■ Work instruction 1: In the gamma-ray burst article, which university is Kenji Toma affiliated with?
■ Work instruction 2: Repeat a passage of the gamma-ray burst article word for word, beginning at the words "Read more at" and stopping after the words "in a statement.".
■ Work instruction 3: Pick up the gamma-ray burst article after its last sentence and write its next few sentences.

■ Provided text:
..........

Read more at Discovery News
Using the Gamma-Ray Burst Polarimeter (GAP) onboard the spacecraft, a team of Japanese scientists have made the most precise measurements of energetic gamma-ray burst photons to date.
"This result puts a fundamental constraint on quantum gravity, a dream theory reconciling Einstein's theory of relativity and quantum theory," Kenji Toma, of Osaka University, said in a statement.
A quantum universe
Gamma-ray bursts are exceptionally powerful explosions thought to result from violent events like star deaths and collisions of dense neutron stars. Toma and his team used detailed measurements of gamma-ray bursts to study the properties of the photons and determine their polarization, or how their electric fields are oriented in relation to the motion of the particles. The electric field of polarized light bounces up and down on an axis perpendicular to the direction the photons travel in.
"Most 3D projection systems in movie theaters project two versions of the movie at two different polarizations -- both at 45 degrees to the horizontal, but perpendicular to each other -- so that when you view the movie through appropriately polarized glasses, the left eye sees the version of the movie meant for the left eye, and the right eye sees the version meant for the right," astrophysicist Derek Fox of the University of Pennsylvania told SPACE.com by email. Fox was not part of the team behind these findings, but studies gamma-ray bursts like those observed in this case.
The findings could have implications for superstring theory -- the idea that all fundamental particles are actually loops of vibrating string -- which is one attempt to unify nature's forces and create a theory of everything. If the idea is right, it would help reconcile two contradictory theories: Einstein's general relativity, which describes things that are very big, like gravity, and quantum mechanics, which describes the realm of the very small.
"We live in a quantum universe -- quantum mechanics is needed to describe the behavior of all forces and all particles at the subatomic level," Fox said. "Ultimately, we can hope to develop a 'quantum gravity' theory of these phenomena."

..........

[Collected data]
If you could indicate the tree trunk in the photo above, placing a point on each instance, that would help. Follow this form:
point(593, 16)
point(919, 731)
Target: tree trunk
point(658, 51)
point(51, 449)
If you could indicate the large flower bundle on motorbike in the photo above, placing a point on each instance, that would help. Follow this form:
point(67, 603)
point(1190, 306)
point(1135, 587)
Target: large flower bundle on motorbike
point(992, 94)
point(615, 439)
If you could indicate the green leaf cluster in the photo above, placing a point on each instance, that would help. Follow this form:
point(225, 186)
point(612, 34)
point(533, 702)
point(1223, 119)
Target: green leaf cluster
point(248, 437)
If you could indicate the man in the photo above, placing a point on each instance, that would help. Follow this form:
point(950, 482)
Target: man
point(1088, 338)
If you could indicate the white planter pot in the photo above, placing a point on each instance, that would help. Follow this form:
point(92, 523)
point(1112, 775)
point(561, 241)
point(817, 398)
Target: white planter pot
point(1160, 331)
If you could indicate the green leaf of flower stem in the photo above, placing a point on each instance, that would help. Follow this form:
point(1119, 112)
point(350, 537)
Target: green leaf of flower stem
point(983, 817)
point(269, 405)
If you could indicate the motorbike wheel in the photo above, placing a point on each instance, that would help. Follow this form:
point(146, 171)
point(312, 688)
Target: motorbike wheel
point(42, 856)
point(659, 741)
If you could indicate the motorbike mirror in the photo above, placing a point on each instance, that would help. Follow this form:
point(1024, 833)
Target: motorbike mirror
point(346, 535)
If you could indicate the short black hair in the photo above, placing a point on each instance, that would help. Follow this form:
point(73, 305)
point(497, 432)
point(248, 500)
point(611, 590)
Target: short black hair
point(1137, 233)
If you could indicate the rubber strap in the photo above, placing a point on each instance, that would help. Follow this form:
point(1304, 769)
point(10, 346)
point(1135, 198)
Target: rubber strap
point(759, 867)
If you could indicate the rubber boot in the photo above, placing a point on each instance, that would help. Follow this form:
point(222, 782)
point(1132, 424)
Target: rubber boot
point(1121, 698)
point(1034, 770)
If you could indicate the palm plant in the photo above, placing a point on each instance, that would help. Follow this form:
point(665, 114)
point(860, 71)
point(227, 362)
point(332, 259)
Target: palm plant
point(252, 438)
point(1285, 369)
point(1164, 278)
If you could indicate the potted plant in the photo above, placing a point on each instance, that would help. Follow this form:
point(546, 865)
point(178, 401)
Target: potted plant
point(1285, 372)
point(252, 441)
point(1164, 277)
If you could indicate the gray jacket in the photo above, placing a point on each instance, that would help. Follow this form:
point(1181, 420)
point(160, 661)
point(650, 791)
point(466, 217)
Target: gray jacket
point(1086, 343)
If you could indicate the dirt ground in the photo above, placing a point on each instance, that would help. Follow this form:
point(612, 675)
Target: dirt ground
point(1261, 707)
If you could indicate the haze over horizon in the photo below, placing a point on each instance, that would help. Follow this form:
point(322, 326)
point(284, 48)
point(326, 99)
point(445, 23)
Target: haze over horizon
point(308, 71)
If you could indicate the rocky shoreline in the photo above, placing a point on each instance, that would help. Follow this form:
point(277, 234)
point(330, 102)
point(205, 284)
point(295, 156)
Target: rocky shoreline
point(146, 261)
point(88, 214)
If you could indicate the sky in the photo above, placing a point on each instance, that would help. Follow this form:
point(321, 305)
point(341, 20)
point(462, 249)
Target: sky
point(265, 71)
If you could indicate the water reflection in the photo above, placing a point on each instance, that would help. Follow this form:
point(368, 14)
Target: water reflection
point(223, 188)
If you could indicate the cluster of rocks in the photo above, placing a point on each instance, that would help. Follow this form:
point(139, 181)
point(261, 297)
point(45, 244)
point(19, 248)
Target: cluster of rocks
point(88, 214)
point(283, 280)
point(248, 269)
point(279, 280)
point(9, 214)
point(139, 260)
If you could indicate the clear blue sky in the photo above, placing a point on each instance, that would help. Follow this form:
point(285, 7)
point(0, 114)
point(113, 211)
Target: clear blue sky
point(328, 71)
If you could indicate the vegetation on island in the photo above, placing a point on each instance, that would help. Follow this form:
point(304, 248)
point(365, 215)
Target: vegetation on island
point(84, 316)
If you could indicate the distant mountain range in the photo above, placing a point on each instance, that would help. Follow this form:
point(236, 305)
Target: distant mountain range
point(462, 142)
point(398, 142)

..........

■ Response 1: Osaka University.

■ Response 2:
Read more at Discovery News
Using the Gamma-Ray Burst Polarimeter (GAP) onboard the spacecraft, a team of Japanese scientists have made the most precise measurements of energetic gamma-ray burst photons to date.
"This result puts a fundamental constraint on quantum gravity, a dream theory reconciling Einstein's theory of relativity and quantum theory," Kenji Toma, of Osaka University, said in a statement.

■ Response 3:
Superstring theory scientists predict that if particles and anti-particles (antimatter is an opposite form of normal matter) traded places and time was reversed, the world would still look the same. If any evidence is uncovered that matter and antimatter actually act differently, or violate their apparent symmetry, it could offer support for superstring theory.
"If it were proven to be violated by any physical process, even at some tiny level, then this would radically change the direction of current theoretical approaches to constructing a unified model of all the forces of nature," Fox said.
Collecting observational evidence can prove challenging, as many quantum structures are too small to probe with present-day technology on Earth, making a space-based probe a necessity.
Photons streaming from gamma-ray bursts have thus far shown no changes in the rotation of their polarity. Such a rotation would indicate a lack of symmetry if time were reversed and particles and anti-particles switched.
Studying three gamma-ray bursts with significantly more precision than ever before, Toma and his team found no change in the polarization of the photons, implying that the symmetry is consistent to at least one part in 10 million. This is a new record in constraining the rules that govern nature, and will influence attempts to create a unified theory.
The research will be published in an upcoming issue of the journal Physical Review Letters.
A powerful source
Gamma-ray bursts are brief spikes that can last from a few seconds to a few minutes. The light from them can travel billions of light-years in the form of streaming high-energy photons that are unable to penetrate Earth's atmosphere.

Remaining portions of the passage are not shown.